— Start STORED DATA —

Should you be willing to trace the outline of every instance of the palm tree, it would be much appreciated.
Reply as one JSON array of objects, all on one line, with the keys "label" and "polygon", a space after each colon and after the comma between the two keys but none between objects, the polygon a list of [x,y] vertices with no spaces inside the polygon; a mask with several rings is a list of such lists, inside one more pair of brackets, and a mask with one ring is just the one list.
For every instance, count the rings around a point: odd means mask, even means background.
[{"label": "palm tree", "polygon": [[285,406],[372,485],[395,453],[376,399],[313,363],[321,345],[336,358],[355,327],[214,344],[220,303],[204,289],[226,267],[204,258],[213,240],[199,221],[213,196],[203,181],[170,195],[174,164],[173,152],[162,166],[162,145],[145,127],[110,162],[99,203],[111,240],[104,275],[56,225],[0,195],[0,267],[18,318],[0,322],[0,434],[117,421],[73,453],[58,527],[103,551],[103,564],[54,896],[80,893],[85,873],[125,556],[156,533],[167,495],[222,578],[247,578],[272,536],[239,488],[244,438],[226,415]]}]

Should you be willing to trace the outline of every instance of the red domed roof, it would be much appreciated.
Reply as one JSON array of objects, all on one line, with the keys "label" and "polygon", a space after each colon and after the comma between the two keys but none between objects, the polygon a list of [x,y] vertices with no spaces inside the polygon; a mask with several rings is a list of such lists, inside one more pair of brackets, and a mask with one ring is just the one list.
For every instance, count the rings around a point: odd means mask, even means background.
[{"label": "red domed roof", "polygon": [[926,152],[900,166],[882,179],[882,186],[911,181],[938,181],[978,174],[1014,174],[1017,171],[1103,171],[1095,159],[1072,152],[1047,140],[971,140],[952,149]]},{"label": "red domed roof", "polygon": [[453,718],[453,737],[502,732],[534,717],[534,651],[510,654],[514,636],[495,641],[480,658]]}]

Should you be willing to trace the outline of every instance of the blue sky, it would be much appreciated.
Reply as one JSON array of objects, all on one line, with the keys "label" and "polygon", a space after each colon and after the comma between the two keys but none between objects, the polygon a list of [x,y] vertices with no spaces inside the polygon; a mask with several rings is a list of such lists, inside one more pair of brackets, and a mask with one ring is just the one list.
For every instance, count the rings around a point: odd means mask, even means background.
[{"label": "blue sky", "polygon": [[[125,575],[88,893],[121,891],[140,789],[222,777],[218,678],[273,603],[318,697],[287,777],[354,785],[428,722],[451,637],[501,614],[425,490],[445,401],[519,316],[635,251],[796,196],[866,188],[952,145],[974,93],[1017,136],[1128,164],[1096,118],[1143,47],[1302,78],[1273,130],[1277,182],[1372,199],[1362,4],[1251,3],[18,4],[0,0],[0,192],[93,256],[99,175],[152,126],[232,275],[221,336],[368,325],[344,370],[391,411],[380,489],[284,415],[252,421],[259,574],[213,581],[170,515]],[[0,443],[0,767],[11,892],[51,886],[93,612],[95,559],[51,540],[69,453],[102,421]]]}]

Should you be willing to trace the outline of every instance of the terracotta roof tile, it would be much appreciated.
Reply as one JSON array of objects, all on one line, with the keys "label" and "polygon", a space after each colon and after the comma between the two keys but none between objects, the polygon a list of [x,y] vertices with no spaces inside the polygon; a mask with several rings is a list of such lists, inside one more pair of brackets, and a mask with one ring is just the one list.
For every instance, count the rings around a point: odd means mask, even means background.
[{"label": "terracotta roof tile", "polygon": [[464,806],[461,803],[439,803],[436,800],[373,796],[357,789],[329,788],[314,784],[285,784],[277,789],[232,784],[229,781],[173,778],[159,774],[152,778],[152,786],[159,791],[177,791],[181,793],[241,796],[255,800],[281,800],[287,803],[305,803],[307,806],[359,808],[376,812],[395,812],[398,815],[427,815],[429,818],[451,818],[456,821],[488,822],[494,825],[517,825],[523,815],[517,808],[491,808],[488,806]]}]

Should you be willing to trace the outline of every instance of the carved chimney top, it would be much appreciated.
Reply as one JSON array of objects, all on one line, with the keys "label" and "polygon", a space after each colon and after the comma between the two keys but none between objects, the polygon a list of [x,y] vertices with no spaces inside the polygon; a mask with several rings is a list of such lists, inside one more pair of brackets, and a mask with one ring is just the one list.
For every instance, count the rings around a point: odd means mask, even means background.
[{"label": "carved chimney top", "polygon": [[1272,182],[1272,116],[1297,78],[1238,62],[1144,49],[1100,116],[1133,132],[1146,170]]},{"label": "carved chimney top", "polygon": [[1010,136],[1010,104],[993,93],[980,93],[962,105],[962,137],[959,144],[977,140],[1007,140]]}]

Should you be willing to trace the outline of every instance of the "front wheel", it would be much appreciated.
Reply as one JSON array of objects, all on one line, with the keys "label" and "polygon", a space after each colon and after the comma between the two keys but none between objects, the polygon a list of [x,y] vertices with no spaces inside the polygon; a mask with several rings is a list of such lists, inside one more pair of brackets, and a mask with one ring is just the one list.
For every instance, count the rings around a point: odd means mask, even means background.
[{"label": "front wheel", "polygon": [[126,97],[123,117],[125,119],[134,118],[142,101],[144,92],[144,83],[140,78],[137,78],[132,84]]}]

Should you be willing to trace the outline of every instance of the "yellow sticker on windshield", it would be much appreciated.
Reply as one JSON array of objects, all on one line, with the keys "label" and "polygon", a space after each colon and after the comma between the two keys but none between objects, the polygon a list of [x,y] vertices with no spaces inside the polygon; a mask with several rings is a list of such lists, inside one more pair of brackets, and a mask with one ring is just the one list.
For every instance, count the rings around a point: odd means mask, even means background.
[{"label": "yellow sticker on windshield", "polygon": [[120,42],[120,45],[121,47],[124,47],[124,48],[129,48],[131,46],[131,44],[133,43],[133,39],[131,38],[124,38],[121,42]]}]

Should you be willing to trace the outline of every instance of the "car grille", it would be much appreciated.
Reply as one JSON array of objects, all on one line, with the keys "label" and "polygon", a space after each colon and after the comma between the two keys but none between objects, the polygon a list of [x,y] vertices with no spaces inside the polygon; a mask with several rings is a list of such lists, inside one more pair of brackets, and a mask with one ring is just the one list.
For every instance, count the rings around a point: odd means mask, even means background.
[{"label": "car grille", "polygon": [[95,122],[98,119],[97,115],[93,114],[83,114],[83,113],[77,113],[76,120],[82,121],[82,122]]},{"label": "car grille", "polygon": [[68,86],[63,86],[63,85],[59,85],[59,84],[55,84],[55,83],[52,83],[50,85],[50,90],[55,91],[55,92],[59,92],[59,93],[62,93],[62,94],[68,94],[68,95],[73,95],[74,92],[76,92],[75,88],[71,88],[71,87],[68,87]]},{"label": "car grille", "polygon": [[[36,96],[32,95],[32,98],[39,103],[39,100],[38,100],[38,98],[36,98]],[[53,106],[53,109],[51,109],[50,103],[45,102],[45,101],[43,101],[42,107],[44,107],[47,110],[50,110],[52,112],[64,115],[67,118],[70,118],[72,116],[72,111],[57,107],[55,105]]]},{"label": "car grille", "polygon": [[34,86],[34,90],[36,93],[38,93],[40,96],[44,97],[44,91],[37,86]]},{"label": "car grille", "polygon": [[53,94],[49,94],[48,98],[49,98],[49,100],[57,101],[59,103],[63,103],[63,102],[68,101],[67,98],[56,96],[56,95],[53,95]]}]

— End STORED DATA —

Which lines of the records contain the string "yellow"? Show every one of them in full, copied unchanged, and treat uppercase and lowercase as different.

Should you be willing to trace the outline of every instance of the "yellow sticker on windshield", it would be much appreciated.
[{"label": "yellow sticker on windshield", "polygon": [[120,42],[120,45],[121,47],[124,47],[124,48],[129,48],[131,46],[131,44],[133,43],[133,39],[131,38],[124,38],[121,42]]}]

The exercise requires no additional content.